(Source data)
▬▬▬▬▬▬

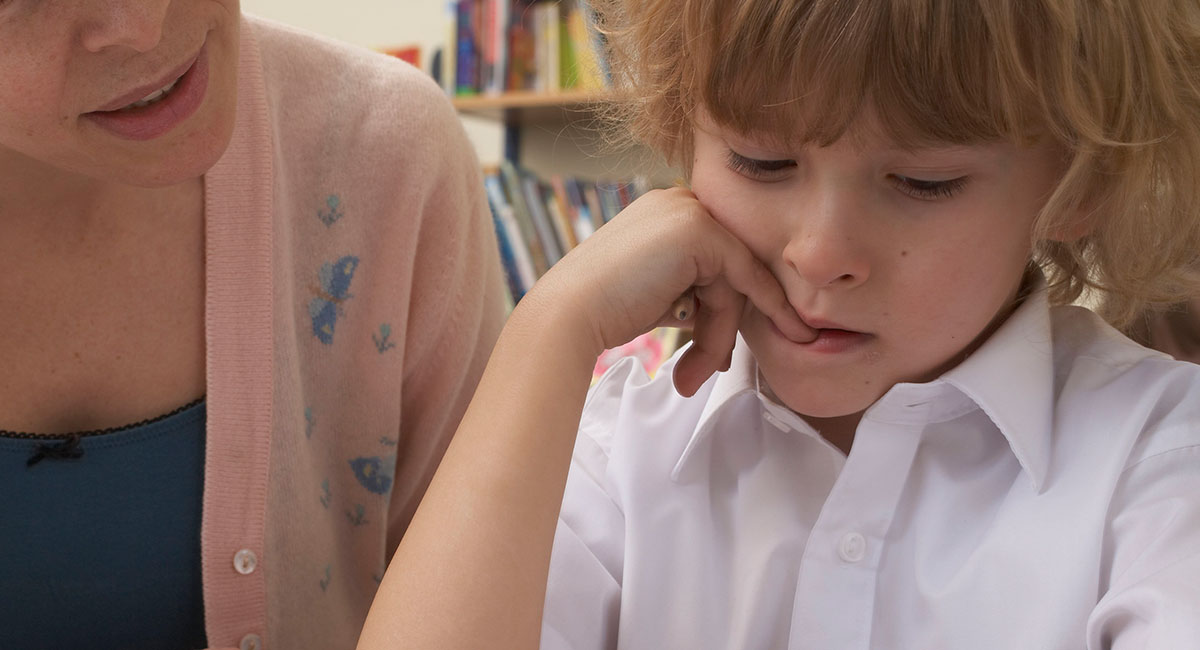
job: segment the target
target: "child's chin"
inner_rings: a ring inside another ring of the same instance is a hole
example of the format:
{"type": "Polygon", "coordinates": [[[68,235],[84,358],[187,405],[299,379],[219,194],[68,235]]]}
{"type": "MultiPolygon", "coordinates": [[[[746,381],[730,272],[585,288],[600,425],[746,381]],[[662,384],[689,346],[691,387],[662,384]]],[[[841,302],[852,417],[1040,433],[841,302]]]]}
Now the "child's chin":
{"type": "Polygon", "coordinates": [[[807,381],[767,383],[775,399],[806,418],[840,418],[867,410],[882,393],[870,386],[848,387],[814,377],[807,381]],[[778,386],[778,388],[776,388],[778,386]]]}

▬▬▬▬▬▬

[WHAT THE TASK ASKS]
For the records above, give every line again exactly and skip the pictures.

[WRITTEN RESPONSE]
job: segment the target
target: "child's chin"
inner_rings: a ring inside another ring of the same instance is a hole
example of the format:
{"type": "Polygon", "coordinates": [[[68,235],[84,358],[187,405],[299,379],[219,194],[68,235]]]}
{"type": "MultiPolygon", "coordinates": [[[[746,381],[730,272],[585,288],[600,425],[746,381]],[[662,384],[689,346],[691,387],[662,384]]],[[[841,302],[852,417],[1040,433],[841,302]]]]}
Now the "child's chin":
{"type": "Polygon", "coordinates": [[[807,381],[767,383],[775,399],[806,418],[840,418],[867,410],[882,393],[870,386],[848,387],[814,377],[807,381]],[[778,386],[778,388],[776,388],[778,386]]]}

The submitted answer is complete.